Exercise goal:
Copy every line, leaving nothing out and adding nothing.
start Raw data
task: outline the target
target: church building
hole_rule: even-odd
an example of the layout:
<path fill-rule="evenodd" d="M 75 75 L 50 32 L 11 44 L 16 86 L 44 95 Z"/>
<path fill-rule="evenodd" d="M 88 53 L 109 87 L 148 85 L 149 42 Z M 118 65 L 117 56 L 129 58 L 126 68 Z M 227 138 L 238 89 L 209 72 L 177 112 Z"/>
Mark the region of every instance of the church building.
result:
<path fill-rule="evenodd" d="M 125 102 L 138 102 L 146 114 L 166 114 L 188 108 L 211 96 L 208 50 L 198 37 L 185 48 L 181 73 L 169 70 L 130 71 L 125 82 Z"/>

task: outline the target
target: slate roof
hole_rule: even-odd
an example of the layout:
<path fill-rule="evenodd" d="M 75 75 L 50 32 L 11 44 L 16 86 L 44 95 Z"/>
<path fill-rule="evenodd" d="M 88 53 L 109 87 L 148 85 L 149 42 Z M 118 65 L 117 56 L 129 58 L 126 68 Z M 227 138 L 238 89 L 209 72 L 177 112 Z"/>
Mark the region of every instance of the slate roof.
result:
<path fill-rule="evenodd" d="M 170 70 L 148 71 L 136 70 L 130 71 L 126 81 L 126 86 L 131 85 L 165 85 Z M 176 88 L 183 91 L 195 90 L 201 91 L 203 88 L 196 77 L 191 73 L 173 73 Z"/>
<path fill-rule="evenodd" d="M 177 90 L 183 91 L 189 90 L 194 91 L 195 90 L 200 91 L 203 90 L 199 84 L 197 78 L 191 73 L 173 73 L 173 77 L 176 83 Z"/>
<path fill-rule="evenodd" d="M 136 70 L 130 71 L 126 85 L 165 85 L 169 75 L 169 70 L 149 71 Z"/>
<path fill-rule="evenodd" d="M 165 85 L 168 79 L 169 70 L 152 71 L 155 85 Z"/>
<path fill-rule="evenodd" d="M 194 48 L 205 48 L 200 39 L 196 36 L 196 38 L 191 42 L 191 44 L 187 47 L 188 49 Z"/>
end Raw data
In response:
task: outline the target
target: church building
hole_rule: even-odd
an example of the layout:
<path fill-rule="evenodd" d="M 75 75 L 50 32 L 11 44 L 16 86 L 44 95 Z"/>
<path fill-rule="evenodd" d="M 88 53 L 109 87 L 148 85 L 149 42 Z M 118 65 L 117 56 L 129 58 L 126 68 Z M 227 138 L 238 89 L 209 72 L 177 112 Z"/>
Mark the region of every instance of the church building.
result:
<path fill-rule="evenodd" d="M 125 102 L 138 102 L 146 114 L 166 114 L 188 108 L 211 96 L 208 50 L 198 37 L 185 48 L 181 73 L 169 70 L 130 71 L 125 82 Z"/>

task: outline the target
target: slate roof
hole_rule: even-odd
an example of the layout:
<path fill-rule="evenodd" d="M 75 75 L 50 32 L 11 44 L 16 86 L 44 95 Z"/>
<path fill-rule="evenodd" d="M 88 53 L 109 87 L 148 85 L 149 42 Z M 118 65 L 117 56 L 129 58 L 126 68 Z M 227 138 L 238 89 L 209 72 L 177 112 Z"/>
Mark the region of every instance of the slate roof.
result:
<path fill-rule="evenodd" d="M 170 70 L 148 71 L 136 70 L 130 71 L 126 81 L 126 86 L 131 85 L 165 85 Z M 176 88 L 183 91 L 195 90 L 201 91 L 203 88 L 196 77 L 191 73 L 173 73 Z"/>
<path fill-rule="evenodd" d="M 177 90 L 183 91 L 189 90 L 194 91 L 195 90 L 200 91 L 203 90 L 199 84 L 197 78 L 191 73 L 173 73 L 173 77 L 176 83 Z"/>
<path fill-rule="evenodd" d="M 136 70 L 130 71 L 126 85 L 165 85 L 169 75 L 169 70 L 149 71 Z"/>
<path fill-rule="evenodd" d="M 165 85 L 168 79 L 169 70 L 152 71 L 155 85 Z"/>
<path fill-rule="evenodd" d="M 194 48 L 205 48 L 200 39 L 196 36 L 196 38 L 191 42 L 191 44 L 187 47 L 188 49 Z"/>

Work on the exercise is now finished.